= Passage provided =
....

Thursday, April 21, 2011

R. Responsibility. Workplace bullying.

As a society we all have the responsibility to act responsibly, ethically and courageously to spotlight cases of bullying, particularly where the targets are unable, for whatever reason, to speak out for themselves.

Is it easy to report bullying? * No, it takes courage; you may feel out on a limb, extremely insecure and vulnerable.  However, once you become aware of bullying in your workplace, and choose to turn a blind eye, you are in effect condoning the behaviour in the eyes of the bully and helping to perpetuate it.

Some targets of bullying resort to sharing their story with the media. They feel let down by those in power who they should have been able to trust to act. Many are vilified and are further targeted with disciplinary action.
Sometimes the burden of reporting bullying can be very heavy.
Children growing up in dysfunctional homes (independent of class and status) need particular care and attention, as do their parents. Vilifying and excluding them is not the answer. We train people to drive cars, but anyone can become a parent, no matter how ill equipped.  Many vulnerable families are left on their own after the birth of a baby to sink or swim. Children die; painfully and tragically when their parents are incapable of tending them. Others are scarred for life, emotionally stunted, and never reach their potential.

Midwives discuss their distress when delivering babies they know will be raised in abusive, dysfunctional homes. They are aware of the abused mothers, the alcohol and drug addicted, those with acquired brain injuries and others with low IQ who have little or no reliable support. The importance of a stable, secure upbringing, particularly in the early years has been well documented.

Who takes responsibility?

Responsible schools
Schools can play an important role in counteracting bullying. There is no excuse for schools not to be proactive. All children need to learn to identify bullying, to understand that the behaviour is inappropriate, and learn better ways of behaving, either as an onlooker, bully or target. Every child has the right to learn in a safe environment. Every teacher has the right to teach in a safe environment.

Most bullies can learn to behave appropriately if taught explicitly, supported carefully and supervised kindly, firmly and without condemnation. They need to learn how to take responsibility for their actions, understand there is no excuse for bullying behaviour and crucially, to learn acceptable ways to manage their inappropriate behaviour.

CASSE's (Creating a Safe, Supportive Environment) approach seeks to understand and address the underlying causes of problem behaviours such as bullying and violence. Their aim is to provide safe and supportive environments in schools so that students can grow, play and learn, which will facilitate the formation of resilience and cognitive development. (from their website)

....

= To-do list =
[1] In the post on bullying, what does the name CASSE stand for?
[2] Write a continuation of the post on bullying, starting after its final sentence.
None of the lines after the post on bullying is needed.

= Given entries =

....

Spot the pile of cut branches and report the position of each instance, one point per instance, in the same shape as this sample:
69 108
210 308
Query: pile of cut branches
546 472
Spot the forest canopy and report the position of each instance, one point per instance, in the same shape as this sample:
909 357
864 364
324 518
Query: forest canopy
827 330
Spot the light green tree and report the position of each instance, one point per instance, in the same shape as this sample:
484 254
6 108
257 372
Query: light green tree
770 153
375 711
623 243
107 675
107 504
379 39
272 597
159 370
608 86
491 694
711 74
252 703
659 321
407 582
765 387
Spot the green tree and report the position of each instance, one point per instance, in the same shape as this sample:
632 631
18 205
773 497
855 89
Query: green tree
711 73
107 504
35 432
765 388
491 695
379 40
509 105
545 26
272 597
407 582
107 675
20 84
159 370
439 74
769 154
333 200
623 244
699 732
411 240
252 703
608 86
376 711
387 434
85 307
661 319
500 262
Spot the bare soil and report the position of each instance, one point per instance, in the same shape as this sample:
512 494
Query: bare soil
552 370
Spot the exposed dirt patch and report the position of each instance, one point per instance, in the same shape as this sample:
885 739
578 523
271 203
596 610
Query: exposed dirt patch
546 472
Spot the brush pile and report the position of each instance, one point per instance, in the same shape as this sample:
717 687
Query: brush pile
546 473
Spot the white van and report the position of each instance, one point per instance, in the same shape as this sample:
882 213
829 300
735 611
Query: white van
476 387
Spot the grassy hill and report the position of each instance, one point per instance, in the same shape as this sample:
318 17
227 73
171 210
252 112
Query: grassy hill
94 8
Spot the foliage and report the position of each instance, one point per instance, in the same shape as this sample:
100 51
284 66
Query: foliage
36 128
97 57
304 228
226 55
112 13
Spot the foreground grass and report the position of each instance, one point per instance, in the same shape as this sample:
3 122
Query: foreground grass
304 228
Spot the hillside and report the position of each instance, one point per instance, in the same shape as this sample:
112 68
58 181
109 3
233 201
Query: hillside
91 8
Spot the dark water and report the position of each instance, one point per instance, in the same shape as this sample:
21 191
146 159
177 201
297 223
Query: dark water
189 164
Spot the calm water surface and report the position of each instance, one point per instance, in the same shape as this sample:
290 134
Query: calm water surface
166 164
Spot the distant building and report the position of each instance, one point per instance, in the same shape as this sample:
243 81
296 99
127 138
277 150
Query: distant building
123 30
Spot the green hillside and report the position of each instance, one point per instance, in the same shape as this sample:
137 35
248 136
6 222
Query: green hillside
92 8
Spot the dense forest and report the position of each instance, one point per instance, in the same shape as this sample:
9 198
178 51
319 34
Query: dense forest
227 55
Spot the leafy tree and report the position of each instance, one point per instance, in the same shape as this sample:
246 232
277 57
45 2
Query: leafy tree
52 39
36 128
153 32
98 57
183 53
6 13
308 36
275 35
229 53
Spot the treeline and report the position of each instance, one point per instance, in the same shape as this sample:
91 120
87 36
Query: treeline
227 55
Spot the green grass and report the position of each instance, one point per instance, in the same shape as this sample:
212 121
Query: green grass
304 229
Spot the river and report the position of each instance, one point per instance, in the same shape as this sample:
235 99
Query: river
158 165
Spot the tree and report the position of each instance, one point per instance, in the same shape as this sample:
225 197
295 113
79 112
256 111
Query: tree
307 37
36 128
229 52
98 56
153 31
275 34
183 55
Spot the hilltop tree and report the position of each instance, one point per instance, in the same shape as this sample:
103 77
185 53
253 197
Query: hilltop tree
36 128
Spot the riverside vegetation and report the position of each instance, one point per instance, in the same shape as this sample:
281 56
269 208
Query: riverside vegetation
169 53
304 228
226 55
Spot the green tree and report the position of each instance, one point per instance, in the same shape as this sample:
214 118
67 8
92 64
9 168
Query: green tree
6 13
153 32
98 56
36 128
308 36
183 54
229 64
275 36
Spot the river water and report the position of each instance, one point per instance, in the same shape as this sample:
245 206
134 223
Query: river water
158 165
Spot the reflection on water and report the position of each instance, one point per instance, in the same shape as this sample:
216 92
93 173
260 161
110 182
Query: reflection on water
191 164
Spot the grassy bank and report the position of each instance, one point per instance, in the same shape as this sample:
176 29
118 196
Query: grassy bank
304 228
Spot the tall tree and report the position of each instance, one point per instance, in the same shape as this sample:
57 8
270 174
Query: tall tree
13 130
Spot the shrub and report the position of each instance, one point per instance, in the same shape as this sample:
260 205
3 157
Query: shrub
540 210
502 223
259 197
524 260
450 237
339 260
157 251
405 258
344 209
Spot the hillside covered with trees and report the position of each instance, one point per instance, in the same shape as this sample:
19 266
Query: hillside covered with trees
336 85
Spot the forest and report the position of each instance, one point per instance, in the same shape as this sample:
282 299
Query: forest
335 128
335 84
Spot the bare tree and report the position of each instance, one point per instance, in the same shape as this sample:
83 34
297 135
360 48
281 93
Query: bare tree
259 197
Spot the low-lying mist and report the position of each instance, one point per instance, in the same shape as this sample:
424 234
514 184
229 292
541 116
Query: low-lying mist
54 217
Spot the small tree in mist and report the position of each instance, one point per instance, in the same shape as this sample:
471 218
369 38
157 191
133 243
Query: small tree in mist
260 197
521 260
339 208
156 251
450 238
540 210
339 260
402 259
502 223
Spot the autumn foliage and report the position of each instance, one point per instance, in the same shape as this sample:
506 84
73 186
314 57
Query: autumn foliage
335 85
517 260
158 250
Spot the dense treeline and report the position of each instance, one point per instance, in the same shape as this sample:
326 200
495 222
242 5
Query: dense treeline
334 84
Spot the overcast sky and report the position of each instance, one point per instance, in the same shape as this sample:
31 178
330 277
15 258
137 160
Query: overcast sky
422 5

....

= Outputs for the tasks =
[1] Creating a Safe, Supportive Environment

[2]
If governments and schools are unwilling to tackle these issues, teachers, parents and the public may need to exert pressure to have effective programmes adopted in all schools. Further information regarding effective school programmes here.

In Victoria this month (April 2011) legislation was announced to provide jail terms of up to 10 years for workplace bullies. Link here. It's a positive step, but there are many more fundamental steps to be taken before everyone is aware that the behaviour is unacceptable.

Information here relating to bullying which has been ignored at school.  

*Some targets of bullying have very good reasons for not reporting the bullying. Every case is different, and each target and onlooker will respond in line with their own personal situation, and should not be criticised for their choice.
A message of hope. East Side Gallery. Berlin. 2009.
Here tomorrow: Sociopaths and serial bullies

There are many outstanding resources on line. A couple I find useful are Bullying. No way! an Australian resource for teachers and students, and a UK site Bully On Line. This is in no way an exhaustive list, and each country will no doubt have equally good or more relevant websites. If you're being bullied please seek advice from a professional health care practitioner experienced in this area.

Over at jumpingaground I'm spending the month Drabbling using alliteration, many with an environmental theme.


David L Macaulay said...

very thought provoking Sue - and you are always one step ahead on the A-Z challenge

Tundiel said...

As usual, a very detailed and thought-provoking post, Sue. You are quite right too, if the less-able parents had more support, perhaps we would have less damaged children out there.

Tony Payne said...

Bullying can be as drastic as leading to suicide, but even on a lesser level it can lead to bullying your own victims, or to seeking revenge in later life.

My wife and I were both bullied at school, and to an extent in our adult lives, but at least we not have each other for support.

Nobody quite knows what it's like to be bullied, other than another victim.

Dafeenah said...

Great message that you're sharing this month. I think a lot of people don't realize how much bullying has changed from years ago. It's good that you're shedding light on this issue and ways for people to help.

Arlee Bird said...

Responsibility is shared by many. Often others might be aware of a bullying situation and not do anything or may even encourage a bullier. Sometimes an outside party needs to step in and say something or take action.

Tossing It Out

Lucy Adams said...

Without going into details, I have experienced workplace bullying, which is far more subtle than schoolyard bullying. And though in my case I was not the only one and it resulted in divisiveness among a faculty who up to the time when the "bully" was hired had been quite congenial, the upper administrators viewed it as nothing more than workplace drama.


Anonymous said...

I don't like bullying or any form of intimidation or manupulation. Live and let live is my motto. Looking forward to your post on sociopaths.

sue said...

David, I believe it's something we all need to think about. I need to be one step ahead to keep on top of it.
Tara, support for parents is so important isn't it. Parenting is extremely hard work, and there's no let up, and precious little on-going assistance.
Tony, yes, suicides are a tragic consequence of serial bullying for children as well as adults. Support is so important for our emotional wellbeing, and I believe reaching out and sharing in the online world is helpful too.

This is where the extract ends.